## Start Data excerpts

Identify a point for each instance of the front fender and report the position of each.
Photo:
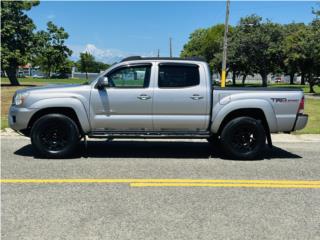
(72, 103)
(220, 111)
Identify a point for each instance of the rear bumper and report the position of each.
(301, 122)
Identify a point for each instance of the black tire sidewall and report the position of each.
(40, 126)
(231, 127)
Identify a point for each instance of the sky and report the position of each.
(113, 30)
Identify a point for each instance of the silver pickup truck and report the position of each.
(156, 98)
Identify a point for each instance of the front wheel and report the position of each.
(243, 138)
(55, 136)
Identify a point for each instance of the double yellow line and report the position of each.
(176, 182)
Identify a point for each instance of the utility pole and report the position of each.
(170, 46)
(225, 46)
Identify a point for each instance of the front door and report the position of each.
(126, 104)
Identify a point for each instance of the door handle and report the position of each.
(144, 97)
(196, 97)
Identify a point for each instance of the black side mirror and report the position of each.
(103, 83)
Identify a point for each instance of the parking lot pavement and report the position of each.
(88, 209)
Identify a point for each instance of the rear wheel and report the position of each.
(55, 136)
(243, 138)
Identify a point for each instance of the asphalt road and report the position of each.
(122, 211)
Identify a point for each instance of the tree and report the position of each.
(293, 57)
(16, 36)
(51, 53)
(206, 43)
(86, 62)
(260, 44)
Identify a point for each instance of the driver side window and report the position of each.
(130, 77)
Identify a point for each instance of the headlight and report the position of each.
(19, 98)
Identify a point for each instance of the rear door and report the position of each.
(180, 98)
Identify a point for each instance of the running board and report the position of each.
(143, 134)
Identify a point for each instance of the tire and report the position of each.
(55, 136)
(243, 138)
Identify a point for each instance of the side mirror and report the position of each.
(103, 82)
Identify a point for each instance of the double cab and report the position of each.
(156, 98)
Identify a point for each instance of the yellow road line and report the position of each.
(173, 181)
(222, 185)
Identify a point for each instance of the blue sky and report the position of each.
(111, 30)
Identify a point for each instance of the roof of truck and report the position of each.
(134, 58)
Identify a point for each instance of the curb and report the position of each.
(279, 137)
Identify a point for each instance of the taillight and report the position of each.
(301, 105)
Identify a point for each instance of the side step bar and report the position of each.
(143, 134)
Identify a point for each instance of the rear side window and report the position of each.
(175, 76)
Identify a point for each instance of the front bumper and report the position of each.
(19, 117)
(301, 122)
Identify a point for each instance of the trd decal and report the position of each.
(279, 100)
(283, 100)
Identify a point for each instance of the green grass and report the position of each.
(4, 122)
(312, 107)
(44, 81)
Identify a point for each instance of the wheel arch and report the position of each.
(255, 113)
(255, 108)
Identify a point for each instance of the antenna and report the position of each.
(170, 46)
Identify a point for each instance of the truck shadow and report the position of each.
(155, 149)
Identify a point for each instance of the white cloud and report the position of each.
(104, 55)
(51, 16)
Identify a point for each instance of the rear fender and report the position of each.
(221, 111)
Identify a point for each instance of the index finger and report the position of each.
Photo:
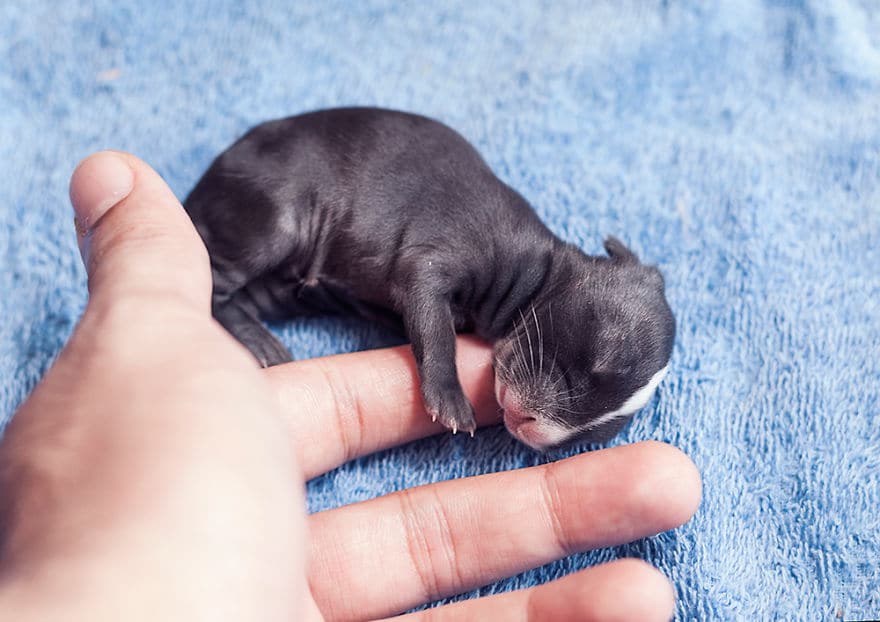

## End Data excerpts

# Exercise:
How many lines in the entries above contain the string "fender"? Case counts; reply with the number alone.

# Answer for this exercise:
2